• _GIVEN PASSAGE_
======

Mitochondrial dysfunction leads to nuclear DNA replication stress. (A) HEK293 Mito-FAP cells were treated with MG-2I (50 nM), light (5 min), or light (5 min) in the presence of MG-2I (50 nM). Cell proliferation was determined by a CyQuant assay at indicated time points. Data are represented as mean ± SD of 4 wells. A representative experiment is shown. (B) Apoptotic cell death in HEK293 Mito-FAP cells after treatment with MG-2I (50 nM), light (5 min), or light (5 min) in the presence of MG-2I (50 nM) was determined by Annexin V and PI staining at indicated time points. Numbers indicate the percentages of each population positive or negative with Annexin V or PI staining. (C) The effect of the exposure to light (5 min) in the presence of MG-2I (50 nM) on cell cycle progression was determined by BrdU incorporation (DNA replication) and phosphorylation of histone H3 (mitosis). Numbers indicate the percentages of cell population positive for incorporating BrdU or phosphorylated histone H3. (D) The phosphorylation of RPA32 and the protein level of Cyclin E after HEK293 Mito-FAP cells treated with light (5 min) in the presence of MG-2I (50 nM) were determined by western blot.

======

Answer from the figure legend on mitochondrial dysfunction:
(a) Which assay was used to measure cell proliferation?
(b) Which two stains were used to detect apoptotic cell death?
(c) Which method was used to assess the phosphorylation of RPA32 and the protein level of Cyclin E?

======

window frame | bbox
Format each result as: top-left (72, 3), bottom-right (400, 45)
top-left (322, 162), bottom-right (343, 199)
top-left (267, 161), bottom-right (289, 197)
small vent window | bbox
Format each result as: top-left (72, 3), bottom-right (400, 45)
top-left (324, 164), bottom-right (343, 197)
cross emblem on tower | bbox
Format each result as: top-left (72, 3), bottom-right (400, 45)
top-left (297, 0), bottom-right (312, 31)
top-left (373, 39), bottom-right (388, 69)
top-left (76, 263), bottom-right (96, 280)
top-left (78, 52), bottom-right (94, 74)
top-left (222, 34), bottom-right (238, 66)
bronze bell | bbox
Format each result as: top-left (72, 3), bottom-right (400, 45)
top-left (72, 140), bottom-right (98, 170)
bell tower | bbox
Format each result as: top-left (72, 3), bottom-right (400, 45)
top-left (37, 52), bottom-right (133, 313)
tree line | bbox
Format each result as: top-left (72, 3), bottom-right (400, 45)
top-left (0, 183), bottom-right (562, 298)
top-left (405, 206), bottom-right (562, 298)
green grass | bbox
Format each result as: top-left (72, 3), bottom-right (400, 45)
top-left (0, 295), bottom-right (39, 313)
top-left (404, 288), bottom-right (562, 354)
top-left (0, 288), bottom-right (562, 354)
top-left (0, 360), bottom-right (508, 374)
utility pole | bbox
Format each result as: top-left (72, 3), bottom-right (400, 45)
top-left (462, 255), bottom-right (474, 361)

======

• _ANSWER TO THIS PROBLEM_
(a) A CyQuant assay.
(b) Annexin V and PI staining.
(c) Western blot.